===== Exercise inputs =====

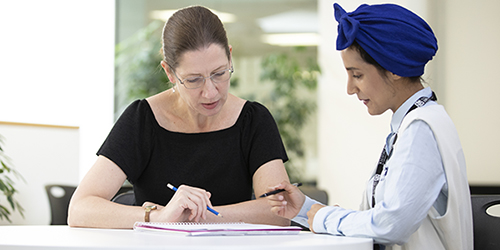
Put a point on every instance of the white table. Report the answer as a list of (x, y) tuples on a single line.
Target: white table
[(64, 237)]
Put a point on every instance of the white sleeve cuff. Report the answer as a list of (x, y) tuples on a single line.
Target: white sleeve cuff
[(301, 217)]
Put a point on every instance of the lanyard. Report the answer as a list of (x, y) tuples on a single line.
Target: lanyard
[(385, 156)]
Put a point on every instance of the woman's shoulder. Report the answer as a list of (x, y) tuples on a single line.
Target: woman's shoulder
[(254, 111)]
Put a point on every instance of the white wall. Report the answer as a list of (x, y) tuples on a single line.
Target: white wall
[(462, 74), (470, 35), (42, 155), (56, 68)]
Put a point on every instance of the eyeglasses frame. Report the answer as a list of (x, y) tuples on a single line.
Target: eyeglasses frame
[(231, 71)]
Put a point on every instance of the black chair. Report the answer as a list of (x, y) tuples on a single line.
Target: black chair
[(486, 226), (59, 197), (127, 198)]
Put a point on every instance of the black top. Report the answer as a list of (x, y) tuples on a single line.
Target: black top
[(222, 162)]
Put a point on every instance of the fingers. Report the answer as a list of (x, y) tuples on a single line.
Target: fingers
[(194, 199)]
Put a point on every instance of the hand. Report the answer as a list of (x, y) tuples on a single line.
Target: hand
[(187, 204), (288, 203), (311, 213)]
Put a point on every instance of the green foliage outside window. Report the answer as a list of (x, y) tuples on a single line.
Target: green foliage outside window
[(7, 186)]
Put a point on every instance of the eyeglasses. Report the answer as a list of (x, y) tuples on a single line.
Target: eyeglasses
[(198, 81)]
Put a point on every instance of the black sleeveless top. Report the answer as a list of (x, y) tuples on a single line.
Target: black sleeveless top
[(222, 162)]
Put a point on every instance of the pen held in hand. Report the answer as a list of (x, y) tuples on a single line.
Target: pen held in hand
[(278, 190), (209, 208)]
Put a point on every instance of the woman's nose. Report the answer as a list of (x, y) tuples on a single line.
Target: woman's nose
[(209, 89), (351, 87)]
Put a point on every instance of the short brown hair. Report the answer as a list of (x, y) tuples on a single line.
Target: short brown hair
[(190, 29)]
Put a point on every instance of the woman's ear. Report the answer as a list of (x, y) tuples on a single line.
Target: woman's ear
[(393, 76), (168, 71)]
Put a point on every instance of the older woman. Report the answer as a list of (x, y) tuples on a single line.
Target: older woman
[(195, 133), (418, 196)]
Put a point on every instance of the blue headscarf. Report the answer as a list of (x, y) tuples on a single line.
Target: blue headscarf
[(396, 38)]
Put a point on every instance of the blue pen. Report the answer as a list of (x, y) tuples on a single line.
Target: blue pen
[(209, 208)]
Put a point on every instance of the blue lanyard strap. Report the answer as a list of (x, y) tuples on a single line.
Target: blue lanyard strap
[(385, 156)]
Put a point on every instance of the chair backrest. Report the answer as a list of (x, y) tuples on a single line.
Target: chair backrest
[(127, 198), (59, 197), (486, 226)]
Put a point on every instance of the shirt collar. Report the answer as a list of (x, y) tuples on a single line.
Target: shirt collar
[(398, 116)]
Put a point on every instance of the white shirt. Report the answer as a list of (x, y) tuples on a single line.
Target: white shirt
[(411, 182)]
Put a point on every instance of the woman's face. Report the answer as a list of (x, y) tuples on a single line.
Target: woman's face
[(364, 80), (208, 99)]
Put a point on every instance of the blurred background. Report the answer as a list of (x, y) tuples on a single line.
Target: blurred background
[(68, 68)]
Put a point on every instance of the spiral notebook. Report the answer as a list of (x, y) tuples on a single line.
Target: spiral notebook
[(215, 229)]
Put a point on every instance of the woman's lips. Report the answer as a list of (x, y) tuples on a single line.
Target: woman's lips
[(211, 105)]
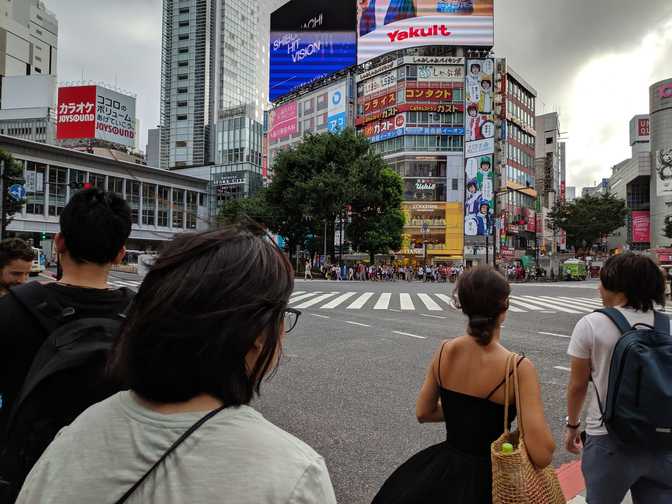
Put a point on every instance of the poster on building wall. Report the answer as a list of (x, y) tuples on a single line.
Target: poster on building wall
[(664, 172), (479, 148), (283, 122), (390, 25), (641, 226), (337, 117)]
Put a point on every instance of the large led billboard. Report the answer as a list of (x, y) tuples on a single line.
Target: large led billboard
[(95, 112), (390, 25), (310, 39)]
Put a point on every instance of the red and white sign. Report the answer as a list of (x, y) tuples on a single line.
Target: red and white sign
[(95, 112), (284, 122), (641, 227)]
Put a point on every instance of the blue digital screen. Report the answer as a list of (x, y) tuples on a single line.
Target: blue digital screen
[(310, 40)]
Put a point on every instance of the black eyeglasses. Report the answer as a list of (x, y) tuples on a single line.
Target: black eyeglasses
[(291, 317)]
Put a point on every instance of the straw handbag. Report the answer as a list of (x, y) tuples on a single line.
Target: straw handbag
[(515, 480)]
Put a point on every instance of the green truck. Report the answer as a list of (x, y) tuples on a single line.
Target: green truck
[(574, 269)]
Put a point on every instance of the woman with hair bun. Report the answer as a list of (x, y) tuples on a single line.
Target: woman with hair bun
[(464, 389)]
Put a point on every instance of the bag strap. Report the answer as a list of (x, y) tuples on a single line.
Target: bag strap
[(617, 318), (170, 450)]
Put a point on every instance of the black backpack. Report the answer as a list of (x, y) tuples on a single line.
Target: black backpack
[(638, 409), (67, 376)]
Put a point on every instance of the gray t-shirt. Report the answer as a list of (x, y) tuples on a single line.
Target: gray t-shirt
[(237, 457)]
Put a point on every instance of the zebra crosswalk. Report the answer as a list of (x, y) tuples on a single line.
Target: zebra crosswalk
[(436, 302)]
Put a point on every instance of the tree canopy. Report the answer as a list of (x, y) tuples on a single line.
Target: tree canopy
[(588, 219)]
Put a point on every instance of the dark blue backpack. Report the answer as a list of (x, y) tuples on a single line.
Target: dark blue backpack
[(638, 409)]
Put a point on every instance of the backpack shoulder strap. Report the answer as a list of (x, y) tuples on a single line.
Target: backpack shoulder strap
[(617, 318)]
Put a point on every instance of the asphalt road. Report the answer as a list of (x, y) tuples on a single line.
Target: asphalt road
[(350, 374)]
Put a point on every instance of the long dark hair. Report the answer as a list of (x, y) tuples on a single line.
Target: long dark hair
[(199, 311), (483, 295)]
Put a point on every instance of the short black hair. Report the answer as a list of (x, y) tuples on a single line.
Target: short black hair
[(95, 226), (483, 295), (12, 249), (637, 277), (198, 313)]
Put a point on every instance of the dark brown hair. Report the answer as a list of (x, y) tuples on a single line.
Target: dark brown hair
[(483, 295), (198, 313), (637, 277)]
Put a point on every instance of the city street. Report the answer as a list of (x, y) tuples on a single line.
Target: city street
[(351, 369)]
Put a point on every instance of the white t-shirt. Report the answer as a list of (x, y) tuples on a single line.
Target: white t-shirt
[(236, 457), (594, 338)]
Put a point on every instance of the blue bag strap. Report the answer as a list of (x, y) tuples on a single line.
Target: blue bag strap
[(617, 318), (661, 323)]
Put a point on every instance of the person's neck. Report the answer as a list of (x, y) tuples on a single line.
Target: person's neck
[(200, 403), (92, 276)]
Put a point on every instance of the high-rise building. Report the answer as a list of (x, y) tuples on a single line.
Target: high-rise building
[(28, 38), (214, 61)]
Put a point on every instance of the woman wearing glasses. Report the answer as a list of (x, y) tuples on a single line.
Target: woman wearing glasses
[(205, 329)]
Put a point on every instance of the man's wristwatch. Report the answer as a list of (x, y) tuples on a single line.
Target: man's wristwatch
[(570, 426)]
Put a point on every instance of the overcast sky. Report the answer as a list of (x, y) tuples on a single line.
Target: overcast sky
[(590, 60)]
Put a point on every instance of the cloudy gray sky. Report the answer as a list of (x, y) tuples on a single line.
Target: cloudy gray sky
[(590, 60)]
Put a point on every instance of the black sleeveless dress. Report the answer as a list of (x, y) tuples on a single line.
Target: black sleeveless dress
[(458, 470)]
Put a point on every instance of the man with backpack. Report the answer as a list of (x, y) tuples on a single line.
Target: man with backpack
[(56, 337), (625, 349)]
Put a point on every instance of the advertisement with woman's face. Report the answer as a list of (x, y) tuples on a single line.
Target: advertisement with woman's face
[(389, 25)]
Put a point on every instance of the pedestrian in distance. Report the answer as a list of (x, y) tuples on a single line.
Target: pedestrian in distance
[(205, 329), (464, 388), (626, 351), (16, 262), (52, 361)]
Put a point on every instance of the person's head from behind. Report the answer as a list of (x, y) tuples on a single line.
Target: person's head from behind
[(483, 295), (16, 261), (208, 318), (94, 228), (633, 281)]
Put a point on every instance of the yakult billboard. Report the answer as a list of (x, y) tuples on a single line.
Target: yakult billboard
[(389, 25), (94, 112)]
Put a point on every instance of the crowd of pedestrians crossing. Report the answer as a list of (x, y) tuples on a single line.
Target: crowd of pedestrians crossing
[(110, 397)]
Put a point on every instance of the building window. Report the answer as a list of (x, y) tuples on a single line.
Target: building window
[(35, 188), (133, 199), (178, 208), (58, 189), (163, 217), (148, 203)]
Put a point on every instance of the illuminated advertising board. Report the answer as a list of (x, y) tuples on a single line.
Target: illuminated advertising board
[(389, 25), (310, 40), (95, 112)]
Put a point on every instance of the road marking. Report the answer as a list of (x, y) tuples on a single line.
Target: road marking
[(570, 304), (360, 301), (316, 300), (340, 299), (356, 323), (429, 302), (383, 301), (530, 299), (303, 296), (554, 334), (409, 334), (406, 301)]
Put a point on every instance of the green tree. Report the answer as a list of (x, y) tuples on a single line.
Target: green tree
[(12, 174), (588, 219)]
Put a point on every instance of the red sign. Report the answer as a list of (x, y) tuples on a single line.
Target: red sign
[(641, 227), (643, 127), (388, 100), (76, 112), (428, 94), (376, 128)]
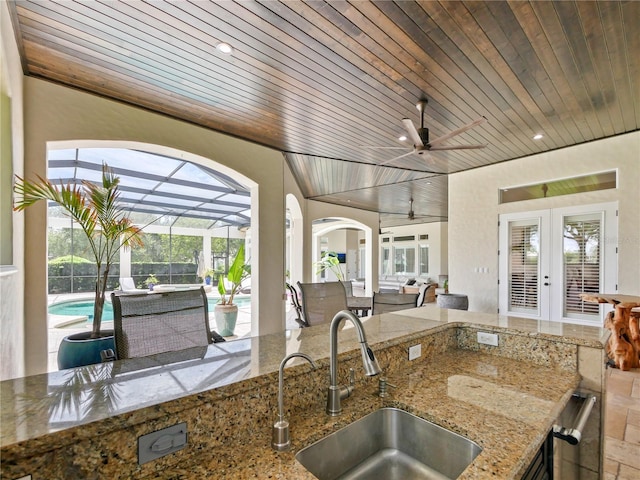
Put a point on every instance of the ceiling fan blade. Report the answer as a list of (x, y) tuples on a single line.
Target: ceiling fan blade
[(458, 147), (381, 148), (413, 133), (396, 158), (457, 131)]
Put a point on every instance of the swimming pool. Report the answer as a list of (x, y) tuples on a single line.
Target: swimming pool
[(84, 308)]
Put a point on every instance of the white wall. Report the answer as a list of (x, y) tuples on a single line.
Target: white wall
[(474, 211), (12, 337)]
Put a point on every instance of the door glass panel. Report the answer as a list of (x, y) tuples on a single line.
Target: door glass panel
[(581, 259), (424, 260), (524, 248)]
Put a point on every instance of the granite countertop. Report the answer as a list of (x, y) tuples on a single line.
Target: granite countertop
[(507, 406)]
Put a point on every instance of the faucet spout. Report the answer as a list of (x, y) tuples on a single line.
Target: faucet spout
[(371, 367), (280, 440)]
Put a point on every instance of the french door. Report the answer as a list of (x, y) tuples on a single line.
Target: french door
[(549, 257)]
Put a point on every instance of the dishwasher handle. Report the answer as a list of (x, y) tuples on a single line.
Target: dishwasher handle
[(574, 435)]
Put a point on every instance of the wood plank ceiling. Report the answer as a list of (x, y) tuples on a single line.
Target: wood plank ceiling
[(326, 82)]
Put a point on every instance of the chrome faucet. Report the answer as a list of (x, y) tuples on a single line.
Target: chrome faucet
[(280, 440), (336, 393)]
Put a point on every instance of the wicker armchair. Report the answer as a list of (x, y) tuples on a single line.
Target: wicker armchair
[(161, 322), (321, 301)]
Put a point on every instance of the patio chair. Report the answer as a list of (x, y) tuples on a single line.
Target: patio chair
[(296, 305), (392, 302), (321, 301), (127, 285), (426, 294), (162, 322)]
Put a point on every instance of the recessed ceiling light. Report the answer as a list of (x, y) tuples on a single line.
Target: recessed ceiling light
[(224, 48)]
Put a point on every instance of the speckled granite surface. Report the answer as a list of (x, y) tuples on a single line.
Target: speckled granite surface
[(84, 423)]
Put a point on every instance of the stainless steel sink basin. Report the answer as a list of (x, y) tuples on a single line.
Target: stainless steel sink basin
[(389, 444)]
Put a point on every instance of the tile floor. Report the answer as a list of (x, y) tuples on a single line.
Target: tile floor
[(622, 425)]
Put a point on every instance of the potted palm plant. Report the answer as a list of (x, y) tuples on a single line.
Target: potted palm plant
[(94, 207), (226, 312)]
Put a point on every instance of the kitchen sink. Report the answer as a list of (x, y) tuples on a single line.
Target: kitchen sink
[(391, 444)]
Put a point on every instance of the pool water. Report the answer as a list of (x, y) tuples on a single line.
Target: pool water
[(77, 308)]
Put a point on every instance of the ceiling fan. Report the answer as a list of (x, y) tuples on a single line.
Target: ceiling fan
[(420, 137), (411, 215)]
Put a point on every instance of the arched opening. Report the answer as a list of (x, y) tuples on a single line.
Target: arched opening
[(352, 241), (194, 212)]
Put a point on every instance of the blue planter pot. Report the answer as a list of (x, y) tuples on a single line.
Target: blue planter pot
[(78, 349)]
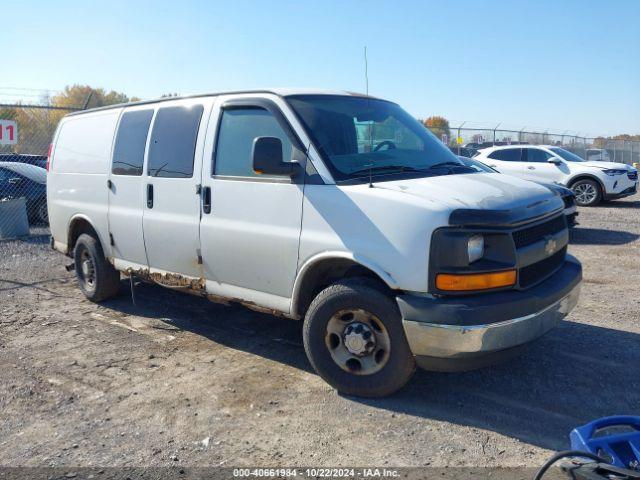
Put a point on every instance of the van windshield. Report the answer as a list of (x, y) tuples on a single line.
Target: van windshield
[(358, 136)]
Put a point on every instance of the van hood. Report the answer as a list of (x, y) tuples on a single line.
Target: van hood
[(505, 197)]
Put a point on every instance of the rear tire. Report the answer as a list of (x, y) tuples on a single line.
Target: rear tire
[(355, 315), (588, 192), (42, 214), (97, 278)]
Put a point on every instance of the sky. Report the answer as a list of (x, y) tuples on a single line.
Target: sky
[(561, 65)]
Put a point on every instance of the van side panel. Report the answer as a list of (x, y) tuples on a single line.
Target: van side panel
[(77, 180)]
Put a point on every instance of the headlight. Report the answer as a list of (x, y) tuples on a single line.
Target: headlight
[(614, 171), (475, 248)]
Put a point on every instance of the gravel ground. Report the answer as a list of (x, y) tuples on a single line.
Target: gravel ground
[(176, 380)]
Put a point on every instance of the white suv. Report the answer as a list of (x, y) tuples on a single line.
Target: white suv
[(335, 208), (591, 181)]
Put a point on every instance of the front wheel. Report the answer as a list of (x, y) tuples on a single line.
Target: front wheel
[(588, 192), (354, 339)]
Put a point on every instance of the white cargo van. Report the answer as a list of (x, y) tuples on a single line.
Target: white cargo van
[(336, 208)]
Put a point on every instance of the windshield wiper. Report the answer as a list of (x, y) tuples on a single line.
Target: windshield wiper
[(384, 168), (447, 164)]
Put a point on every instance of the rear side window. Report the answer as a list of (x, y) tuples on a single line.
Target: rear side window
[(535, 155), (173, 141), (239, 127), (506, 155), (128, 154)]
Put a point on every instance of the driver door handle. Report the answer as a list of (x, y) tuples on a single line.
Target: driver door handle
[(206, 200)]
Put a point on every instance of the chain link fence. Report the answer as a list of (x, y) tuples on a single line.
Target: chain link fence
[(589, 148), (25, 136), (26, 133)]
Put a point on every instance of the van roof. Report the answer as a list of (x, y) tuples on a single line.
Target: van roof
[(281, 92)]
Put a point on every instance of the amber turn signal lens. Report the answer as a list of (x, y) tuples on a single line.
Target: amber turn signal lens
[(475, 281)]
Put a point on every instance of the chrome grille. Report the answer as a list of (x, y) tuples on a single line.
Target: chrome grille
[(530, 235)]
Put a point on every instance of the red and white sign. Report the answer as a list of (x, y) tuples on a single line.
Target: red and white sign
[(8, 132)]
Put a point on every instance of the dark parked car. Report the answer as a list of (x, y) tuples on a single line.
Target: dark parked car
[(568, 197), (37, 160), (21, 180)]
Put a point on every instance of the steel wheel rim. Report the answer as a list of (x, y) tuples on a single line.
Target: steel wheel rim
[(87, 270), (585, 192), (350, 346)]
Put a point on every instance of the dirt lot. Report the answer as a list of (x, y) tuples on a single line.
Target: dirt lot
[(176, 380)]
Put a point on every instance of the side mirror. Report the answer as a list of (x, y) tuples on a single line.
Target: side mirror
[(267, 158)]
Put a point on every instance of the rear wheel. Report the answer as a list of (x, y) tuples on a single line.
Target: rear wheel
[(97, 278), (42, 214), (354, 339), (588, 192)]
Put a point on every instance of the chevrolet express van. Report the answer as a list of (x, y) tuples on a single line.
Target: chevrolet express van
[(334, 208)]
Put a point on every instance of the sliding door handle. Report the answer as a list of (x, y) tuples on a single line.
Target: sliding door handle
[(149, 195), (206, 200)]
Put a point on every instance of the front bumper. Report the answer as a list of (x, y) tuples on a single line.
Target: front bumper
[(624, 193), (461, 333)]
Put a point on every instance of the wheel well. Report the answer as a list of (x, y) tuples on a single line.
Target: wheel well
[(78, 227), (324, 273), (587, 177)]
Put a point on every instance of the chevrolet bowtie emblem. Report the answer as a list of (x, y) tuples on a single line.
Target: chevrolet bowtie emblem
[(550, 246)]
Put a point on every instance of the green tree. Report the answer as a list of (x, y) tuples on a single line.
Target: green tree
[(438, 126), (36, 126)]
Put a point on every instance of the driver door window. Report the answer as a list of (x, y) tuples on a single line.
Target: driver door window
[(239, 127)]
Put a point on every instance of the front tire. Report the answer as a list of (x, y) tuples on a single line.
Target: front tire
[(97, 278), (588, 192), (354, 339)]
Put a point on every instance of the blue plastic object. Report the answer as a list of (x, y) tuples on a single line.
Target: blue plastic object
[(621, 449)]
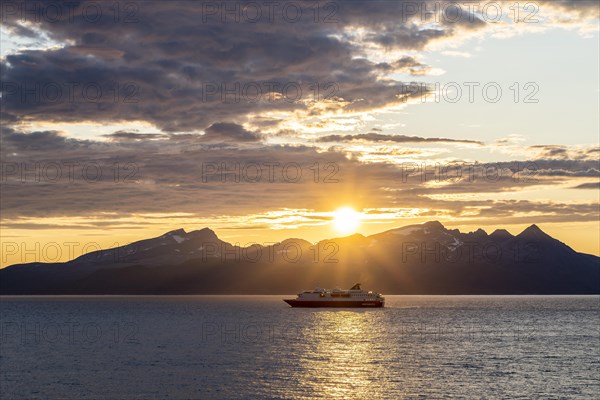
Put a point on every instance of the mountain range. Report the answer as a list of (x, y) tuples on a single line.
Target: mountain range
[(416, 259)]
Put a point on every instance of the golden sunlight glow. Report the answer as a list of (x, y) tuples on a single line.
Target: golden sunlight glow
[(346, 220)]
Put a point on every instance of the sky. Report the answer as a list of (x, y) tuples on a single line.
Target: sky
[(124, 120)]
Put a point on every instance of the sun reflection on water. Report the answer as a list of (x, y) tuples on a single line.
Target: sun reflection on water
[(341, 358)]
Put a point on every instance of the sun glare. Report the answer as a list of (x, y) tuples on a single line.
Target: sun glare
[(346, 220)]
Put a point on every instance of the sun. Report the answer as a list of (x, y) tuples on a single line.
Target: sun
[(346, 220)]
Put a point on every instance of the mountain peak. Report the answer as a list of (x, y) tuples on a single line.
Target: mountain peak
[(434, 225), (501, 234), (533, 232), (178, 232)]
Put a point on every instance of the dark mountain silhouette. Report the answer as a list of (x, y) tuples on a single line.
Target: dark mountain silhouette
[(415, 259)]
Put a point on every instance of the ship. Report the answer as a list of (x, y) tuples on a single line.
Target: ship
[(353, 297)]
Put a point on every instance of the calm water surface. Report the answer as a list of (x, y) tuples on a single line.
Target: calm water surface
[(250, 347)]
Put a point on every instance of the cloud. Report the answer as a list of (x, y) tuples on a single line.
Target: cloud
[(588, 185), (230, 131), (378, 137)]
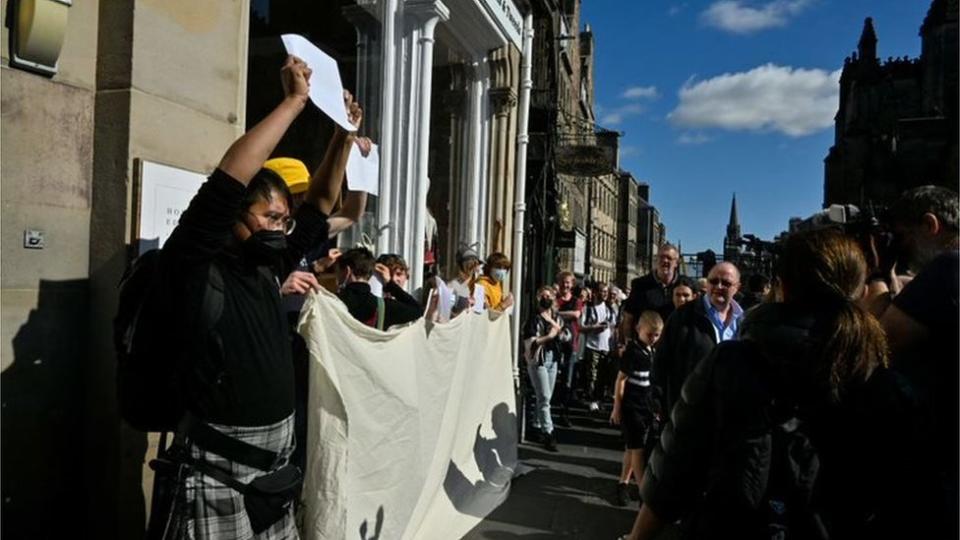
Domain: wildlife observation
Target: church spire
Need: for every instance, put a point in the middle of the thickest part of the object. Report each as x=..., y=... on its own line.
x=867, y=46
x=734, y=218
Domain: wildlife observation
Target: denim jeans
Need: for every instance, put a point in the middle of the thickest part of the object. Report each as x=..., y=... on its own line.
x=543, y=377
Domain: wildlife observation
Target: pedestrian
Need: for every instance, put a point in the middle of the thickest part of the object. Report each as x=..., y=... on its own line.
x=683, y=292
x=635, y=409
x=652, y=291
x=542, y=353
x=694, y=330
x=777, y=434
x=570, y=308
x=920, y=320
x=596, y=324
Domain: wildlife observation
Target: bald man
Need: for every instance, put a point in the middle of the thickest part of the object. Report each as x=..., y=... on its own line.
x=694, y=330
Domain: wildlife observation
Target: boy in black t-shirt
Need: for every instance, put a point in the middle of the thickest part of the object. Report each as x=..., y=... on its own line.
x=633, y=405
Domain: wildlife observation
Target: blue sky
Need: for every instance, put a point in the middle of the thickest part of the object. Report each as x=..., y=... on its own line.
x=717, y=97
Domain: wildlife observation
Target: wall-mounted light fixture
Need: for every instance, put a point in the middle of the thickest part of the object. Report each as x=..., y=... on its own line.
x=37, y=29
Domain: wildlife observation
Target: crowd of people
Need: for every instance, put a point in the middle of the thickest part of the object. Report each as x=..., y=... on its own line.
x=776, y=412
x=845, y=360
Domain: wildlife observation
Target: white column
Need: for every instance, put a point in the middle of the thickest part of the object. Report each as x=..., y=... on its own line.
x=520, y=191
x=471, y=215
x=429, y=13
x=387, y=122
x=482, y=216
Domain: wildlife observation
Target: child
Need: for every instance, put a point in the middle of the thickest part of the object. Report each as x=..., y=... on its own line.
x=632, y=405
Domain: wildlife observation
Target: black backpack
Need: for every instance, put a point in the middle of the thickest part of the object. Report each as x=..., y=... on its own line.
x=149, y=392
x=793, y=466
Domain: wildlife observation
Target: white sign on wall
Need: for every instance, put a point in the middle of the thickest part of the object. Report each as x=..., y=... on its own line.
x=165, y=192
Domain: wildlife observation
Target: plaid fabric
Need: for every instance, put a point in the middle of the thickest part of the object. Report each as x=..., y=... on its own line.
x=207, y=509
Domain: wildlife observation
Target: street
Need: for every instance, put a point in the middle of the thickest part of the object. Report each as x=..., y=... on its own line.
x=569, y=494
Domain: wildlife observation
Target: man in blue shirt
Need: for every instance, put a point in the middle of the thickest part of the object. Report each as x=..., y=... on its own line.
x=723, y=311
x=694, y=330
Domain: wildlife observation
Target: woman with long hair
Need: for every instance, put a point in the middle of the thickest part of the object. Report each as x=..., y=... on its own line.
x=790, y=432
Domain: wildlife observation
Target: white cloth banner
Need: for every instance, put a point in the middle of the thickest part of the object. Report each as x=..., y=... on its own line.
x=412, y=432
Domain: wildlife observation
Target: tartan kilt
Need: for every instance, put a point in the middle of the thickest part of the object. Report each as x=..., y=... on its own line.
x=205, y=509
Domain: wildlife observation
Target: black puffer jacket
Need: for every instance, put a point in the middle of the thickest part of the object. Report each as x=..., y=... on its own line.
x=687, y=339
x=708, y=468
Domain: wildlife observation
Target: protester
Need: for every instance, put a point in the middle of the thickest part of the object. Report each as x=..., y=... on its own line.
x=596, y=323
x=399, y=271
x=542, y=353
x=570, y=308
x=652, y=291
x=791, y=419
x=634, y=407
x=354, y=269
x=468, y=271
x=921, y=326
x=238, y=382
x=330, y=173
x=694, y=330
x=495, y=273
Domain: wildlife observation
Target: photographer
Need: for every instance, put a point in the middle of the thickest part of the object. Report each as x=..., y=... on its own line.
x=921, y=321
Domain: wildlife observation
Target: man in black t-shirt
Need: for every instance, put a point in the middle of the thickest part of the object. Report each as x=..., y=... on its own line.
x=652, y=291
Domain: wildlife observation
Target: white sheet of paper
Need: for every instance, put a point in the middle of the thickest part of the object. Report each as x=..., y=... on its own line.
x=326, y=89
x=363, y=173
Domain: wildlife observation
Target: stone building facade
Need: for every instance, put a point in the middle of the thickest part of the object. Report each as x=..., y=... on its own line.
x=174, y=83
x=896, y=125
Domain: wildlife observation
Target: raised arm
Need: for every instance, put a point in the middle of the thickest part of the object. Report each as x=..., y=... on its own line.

=====

What you should do: The output is the stretch above from the line with "Target: ship" through the line with "Target: wall-mounted light fixture", copied word for word with both ends kept and every picture dropped.

Response:
Target: ship
[(353, 297)]
Put a point on every instance of the calm water surface. Report the answer as a list of (x, y) tuples on a single line.
Target: calm water surface
[(250, 347)]
Put a point on every instance of the cloud. Report the answer as a list of (x, y) tuples on a single line.
Target: cloud
[(588, 185), (230, 131), (378, 137)]
Domain: wildlife observation
Target: church spire
Need: for every instance, put a point in the middle of the thickest part of the object. Report each as x=..., y=... on its own line.
x=867, y=46
x=734, y=218
Domain: wildlife observation
Target: denim jeans
Need: for every instance, put a point in the middle of the thickest part of the object. Report each as x=..., y=... on its own line.
x=543, y=377
Domain: wildlife observation
Target: pedestrian
Need: for every instance, put a point in the middle of the thickest part of the object. Report each as x=..., y=... on its own line.
x=683, y=292
x=635, y=409
x=652, y=291
x=542, y=353
x=694, y=330
x=777, y=434
x=570, y=308
x=920, y=320
x=596, y=324
Domain: wildlife observation
Target: bald man
Need: for every instance, put a point in the middle of the thickest part of the object. Report each as x=..., y=... on its own line.
x=694, y=330
Domain: wildlife observation
Target: boy in black t-shirt
Need: for every instance, put a point in the middle of the thickest part of the object. Report each as x=..., y=... on its own line.
x=633, y=405
Domain: wildlife observation
Target: blue sky
Need: for every instance, put a point in the middle of the thickest part of the object. Report each as x=..., y=... on its own line.
x=717, y=97
Domain: wildlife observation
Target: wall-mounted light fixture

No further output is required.